◆ **Alıntı metin**

===============

Merdan Yanardağ: 14 Mayıs’ta İslamcı faşist hareketi yenilgiye uğratmalıyız
Tele 1 Genel Yayın Yönetmeni Merdan Yanardağ, 14 Mayıs seçimleriyle ilgili söylediği sözlerle tepki çekti. Yanardağ, 14 Mayıs’ta İslamcı faşist hareketi yenilgiye uğratmalıyız. Bu bir varlık-yokluk meselesidir.” dedi.
Cumhurbaşkanlığı ve milletvekilliği seçimleri için artık sayılı günler kaldı.
Türkiye, 14 Mayıs 2023 Pazar günü Cumhurbaşkanlığı ve milletvekilliği seçimleri için sandık başına gidecek.
Bu süreçte parti liderleri ve televizyon programlarının tek gündemi, seçim.
Seçim için liderler şehir şehir dolaşırken, televizyon ve gazetelerde de seçime dair gündemler konuşuluyor.
Seçime dair konuşan isimlerden birisi de Tele 1 Genel Yayın Yönetmeni Merdan Yanardağ oldu.
BirGün Gazetesi’nde yazan Yanardağ, “İslamcı hareket iktidarı kolay kolay bırakmayacaktır. Eğer bir şansı olduğunu görürse direnecektir” ifadelerini kullandı.

===============

◆ **Gösterilen veriler**

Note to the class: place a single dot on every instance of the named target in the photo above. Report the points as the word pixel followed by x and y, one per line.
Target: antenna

===============

◆ **Yönerge A**
Alıntı metinde "Bu süreçte parti" ile başlayıp "Merdan Yanardağ oldu." ile biten bölümün tamamını yeniden yazın, "televizyon" geçen her yere "radyo" koyun.
◆ **Yönerge B**
Alıntı metindeki "Türkiye, 14 Mayıs 2023 Pazar günü Cumhurbaşkanlığı ve milletvekilliği seçimleri için sandık başına gidecek." cümlesini İngilizceye çevirin.
◆ **Yönerge C**
Alıntı metne göre Merdan Yanardağ hangi gazetede yazıyor?
Bu malzeme başka bir kaynaktan alınmıştır.

◆ **Beklenen çıktı A**
Bu süreçte parti liderleri ve radyo programlarının tek gündemi, seçim.
Seçim için liderler şehir şehir dolaşırken, radyo ve gazetelerde de seçime dair gündemler konuşuluyor.
Seçime dair konuşan isimlerden birisi de Tele 1 Genel Yayın Yönetmeni Merdan Yanardağ oldu.

◆ **Beklenen çıktı B**
On Sunday, May 14, 2023, Türkiye will go to the polls for the presidential and parliamentary elections.

◆ **Beklenen çıktı C**
BirGün Gazetesi'nde.